(Data provided)

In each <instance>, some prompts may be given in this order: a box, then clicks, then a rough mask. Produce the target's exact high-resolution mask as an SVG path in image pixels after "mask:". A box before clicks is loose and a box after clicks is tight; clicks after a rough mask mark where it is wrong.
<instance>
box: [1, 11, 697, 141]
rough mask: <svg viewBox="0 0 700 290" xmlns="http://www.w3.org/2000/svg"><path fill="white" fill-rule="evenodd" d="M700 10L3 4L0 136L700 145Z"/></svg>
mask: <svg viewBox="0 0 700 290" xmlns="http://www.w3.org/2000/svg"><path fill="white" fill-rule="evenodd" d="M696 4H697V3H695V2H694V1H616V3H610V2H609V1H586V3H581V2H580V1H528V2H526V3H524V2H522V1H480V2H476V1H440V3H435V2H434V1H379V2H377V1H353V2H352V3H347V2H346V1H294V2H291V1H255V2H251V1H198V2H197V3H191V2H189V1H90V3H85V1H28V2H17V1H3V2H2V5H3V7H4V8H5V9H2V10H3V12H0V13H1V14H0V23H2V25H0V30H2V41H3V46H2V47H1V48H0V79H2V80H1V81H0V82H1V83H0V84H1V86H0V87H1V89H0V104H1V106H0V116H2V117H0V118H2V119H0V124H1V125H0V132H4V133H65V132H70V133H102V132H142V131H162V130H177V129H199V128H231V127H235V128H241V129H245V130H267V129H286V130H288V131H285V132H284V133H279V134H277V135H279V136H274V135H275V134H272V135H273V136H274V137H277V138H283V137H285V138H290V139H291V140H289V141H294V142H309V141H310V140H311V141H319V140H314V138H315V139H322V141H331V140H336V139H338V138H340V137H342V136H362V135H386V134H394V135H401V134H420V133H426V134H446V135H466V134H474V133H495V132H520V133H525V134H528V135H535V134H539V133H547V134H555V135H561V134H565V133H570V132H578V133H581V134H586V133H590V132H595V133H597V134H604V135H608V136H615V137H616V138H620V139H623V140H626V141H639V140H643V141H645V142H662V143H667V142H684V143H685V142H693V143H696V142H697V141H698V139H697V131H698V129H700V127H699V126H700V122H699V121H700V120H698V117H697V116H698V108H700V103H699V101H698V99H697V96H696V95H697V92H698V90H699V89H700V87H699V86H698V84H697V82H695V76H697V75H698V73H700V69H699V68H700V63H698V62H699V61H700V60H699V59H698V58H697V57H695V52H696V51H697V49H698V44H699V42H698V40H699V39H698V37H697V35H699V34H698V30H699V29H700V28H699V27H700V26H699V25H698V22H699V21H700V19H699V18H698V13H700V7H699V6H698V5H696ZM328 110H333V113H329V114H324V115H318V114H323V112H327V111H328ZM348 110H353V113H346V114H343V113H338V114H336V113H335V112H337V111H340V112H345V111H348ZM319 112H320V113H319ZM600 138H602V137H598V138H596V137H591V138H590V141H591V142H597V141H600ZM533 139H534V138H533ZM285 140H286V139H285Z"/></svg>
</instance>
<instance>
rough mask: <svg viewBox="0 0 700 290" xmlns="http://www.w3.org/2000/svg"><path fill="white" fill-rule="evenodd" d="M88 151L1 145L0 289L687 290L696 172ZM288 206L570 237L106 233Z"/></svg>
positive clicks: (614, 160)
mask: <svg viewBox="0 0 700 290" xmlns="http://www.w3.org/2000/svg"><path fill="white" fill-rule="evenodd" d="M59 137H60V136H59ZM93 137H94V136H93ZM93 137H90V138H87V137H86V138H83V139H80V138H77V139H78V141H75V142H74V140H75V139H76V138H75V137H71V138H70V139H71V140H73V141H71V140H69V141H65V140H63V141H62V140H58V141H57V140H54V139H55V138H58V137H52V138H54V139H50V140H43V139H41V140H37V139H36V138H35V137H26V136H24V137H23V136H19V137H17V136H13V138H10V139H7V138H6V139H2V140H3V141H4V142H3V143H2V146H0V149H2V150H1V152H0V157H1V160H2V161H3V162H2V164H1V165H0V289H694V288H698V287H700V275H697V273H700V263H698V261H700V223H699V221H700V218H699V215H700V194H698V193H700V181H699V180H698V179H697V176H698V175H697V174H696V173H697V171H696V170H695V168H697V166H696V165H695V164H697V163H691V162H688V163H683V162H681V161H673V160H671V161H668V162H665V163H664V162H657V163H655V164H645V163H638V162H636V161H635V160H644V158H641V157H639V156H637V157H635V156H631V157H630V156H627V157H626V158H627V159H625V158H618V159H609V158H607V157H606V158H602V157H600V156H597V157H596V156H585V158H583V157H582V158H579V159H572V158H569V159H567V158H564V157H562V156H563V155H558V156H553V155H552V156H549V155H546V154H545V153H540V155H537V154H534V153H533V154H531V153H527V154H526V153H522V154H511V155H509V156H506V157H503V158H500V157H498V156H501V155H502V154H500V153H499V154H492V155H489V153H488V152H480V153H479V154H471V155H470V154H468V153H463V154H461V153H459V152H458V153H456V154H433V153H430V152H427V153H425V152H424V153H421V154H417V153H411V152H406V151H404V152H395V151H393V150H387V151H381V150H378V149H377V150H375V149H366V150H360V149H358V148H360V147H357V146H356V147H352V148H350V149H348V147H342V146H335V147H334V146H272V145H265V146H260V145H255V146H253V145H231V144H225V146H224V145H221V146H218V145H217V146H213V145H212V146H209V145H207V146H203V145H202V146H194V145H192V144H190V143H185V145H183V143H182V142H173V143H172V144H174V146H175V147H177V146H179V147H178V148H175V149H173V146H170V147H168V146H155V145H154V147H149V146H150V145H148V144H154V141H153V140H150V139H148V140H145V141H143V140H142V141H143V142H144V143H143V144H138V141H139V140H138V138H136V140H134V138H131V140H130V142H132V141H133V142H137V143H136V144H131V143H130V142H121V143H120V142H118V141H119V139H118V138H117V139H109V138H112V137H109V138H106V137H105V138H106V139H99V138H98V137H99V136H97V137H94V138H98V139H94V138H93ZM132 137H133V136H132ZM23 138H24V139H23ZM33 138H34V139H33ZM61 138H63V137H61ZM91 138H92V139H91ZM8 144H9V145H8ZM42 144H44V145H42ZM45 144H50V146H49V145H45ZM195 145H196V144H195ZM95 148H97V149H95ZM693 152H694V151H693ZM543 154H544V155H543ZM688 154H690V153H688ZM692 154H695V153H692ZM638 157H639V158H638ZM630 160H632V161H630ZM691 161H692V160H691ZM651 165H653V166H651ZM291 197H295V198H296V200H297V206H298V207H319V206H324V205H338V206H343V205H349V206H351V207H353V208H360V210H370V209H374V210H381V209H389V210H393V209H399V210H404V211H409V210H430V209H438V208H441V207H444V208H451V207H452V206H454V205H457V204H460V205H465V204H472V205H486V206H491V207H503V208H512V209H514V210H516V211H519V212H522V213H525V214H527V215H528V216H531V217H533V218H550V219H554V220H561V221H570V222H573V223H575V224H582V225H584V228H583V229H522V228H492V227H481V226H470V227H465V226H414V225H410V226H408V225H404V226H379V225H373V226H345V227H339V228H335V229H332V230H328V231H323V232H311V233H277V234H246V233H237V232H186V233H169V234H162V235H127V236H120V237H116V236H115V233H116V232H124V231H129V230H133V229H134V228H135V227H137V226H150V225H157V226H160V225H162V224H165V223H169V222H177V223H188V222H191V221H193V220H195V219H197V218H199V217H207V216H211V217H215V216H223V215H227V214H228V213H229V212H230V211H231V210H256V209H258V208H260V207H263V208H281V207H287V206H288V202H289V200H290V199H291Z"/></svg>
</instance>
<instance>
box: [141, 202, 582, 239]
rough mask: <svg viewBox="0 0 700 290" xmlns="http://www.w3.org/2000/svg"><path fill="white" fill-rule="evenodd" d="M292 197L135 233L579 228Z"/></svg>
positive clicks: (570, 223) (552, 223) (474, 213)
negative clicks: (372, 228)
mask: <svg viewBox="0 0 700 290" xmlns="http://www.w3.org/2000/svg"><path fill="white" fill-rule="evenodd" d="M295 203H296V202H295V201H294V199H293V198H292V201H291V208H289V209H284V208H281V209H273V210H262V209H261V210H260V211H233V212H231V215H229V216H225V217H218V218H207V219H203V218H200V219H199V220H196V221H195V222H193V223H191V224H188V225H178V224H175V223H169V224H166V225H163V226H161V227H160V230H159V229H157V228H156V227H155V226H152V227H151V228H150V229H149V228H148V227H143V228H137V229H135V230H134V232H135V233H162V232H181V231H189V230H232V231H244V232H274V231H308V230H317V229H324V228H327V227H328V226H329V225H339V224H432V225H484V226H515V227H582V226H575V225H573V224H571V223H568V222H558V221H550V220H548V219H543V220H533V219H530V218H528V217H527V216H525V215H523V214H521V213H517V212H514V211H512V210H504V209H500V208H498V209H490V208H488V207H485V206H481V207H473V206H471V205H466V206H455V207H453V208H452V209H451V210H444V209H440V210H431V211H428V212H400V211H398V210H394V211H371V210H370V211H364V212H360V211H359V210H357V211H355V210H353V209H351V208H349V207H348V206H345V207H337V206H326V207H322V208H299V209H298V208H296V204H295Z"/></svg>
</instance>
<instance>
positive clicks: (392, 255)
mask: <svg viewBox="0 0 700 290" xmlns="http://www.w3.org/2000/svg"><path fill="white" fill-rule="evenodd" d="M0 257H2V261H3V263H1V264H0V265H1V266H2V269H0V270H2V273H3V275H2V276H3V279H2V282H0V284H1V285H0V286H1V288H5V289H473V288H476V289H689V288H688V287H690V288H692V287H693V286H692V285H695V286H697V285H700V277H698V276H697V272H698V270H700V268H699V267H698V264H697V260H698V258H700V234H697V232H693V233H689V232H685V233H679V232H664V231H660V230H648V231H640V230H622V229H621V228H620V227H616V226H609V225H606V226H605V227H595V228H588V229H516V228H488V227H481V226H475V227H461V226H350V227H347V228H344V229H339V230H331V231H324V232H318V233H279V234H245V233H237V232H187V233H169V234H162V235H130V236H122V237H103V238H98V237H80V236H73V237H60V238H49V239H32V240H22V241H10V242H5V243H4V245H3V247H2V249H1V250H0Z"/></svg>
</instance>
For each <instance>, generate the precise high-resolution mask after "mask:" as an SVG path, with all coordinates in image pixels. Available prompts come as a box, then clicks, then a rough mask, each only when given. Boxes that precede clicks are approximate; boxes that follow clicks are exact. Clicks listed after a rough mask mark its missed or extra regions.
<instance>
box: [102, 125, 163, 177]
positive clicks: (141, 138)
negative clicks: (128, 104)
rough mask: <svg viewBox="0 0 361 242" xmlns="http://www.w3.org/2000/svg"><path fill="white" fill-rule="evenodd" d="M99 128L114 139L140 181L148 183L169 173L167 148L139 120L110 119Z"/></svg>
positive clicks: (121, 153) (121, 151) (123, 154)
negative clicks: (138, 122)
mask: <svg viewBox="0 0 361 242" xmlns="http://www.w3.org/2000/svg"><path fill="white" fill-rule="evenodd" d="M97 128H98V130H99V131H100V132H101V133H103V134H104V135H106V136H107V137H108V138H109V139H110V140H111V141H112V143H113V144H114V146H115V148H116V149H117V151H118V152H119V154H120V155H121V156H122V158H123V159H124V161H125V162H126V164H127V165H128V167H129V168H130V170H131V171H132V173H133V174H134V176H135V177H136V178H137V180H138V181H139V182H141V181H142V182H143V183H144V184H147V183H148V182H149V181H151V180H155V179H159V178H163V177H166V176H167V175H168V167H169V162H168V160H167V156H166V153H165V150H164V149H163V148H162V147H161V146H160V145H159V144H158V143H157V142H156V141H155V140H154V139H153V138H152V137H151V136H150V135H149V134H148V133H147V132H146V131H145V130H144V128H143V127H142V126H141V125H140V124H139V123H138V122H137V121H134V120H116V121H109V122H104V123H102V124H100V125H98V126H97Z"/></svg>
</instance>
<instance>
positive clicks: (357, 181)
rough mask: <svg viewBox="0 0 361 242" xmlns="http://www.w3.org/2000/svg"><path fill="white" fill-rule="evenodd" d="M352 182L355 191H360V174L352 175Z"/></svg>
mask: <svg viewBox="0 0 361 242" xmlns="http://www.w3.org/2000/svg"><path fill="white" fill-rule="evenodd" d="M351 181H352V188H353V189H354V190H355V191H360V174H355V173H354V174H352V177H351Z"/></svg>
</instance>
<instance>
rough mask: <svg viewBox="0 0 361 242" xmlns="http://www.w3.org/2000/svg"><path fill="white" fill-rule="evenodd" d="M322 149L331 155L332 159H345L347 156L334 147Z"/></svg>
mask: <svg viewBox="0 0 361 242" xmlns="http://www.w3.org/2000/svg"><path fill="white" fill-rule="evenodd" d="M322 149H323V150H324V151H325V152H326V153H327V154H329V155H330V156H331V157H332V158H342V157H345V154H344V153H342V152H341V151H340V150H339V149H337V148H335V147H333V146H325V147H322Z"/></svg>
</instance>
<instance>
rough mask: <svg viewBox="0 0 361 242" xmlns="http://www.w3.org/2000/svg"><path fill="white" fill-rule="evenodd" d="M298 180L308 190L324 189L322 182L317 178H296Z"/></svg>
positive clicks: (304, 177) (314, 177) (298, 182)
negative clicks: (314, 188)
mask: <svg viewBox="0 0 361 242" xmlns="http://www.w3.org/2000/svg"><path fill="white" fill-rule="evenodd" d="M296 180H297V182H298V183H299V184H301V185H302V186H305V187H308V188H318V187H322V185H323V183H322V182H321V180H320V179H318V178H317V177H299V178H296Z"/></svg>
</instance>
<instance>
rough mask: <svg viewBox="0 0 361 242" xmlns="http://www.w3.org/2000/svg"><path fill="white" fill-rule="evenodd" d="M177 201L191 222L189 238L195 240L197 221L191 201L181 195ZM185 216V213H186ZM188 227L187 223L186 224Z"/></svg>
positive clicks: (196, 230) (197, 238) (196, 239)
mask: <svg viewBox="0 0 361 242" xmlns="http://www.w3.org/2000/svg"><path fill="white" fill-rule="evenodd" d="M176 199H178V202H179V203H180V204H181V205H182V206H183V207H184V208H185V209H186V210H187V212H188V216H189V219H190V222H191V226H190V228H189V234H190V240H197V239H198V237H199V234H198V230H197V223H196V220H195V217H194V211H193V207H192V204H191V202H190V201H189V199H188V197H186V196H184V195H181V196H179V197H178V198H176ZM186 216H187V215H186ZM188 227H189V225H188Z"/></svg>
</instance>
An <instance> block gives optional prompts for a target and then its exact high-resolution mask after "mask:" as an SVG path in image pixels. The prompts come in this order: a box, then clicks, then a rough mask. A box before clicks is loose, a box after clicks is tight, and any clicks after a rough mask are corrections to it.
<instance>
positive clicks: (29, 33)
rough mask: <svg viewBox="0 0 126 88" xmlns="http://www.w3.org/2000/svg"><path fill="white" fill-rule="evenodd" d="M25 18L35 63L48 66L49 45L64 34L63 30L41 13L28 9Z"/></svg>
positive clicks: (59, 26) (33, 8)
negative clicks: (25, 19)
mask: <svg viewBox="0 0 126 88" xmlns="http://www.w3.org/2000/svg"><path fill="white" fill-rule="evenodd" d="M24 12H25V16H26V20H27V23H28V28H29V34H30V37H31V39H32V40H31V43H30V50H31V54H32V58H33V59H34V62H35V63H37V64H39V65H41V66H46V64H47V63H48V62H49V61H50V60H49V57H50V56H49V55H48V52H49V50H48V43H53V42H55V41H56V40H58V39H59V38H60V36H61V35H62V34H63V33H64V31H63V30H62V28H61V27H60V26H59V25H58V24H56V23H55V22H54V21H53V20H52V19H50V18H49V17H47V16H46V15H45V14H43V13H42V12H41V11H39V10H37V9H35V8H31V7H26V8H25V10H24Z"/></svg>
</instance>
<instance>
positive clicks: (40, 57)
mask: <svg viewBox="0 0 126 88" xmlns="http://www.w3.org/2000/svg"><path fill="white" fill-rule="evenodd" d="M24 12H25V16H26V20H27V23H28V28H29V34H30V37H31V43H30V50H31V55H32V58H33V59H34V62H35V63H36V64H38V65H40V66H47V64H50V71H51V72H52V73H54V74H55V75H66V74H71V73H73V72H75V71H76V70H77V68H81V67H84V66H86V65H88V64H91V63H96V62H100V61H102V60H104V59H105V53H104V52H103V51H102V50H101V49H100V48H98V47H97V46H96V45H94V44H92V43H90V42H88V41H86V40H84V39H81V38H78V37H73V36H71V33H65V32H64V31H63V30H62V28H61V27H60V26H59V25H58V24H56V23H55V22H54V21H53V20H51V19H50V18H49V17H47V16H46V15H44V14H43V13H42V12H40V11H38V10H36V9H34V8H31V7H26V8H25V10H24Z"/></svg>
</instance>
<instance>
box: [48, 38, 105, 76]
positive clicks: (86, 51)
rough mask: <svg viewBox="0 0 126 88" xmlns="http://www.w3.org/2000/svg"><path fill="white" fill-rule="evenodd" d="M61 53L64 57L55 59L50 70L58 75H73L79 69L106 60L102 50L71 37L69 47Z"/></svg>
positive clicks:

(End Data provided)

Goal of the exercise> Copy out every line above where "tight" is present.

Answer for this exercise>
In each <instance>, some prompts may be given in this order: a box, then clicks, then a rough mask. Produce the target's exact high-resolution mask as an SVG path in image pixels after "mask:". A box before clicks is loose and a box after clicks is tight; clicks after a rough mask mark where it is wrong.
An <instance> block gives optional prompts for a target and then its exact high-resolution mask after "mask:" as an SVG path in image pixels. The prompts come in this order: a box, then clicks, then a rough mask. A box before clicks is loose, a box after clicks is tight, and any clicks after a rough mask are corrections to it.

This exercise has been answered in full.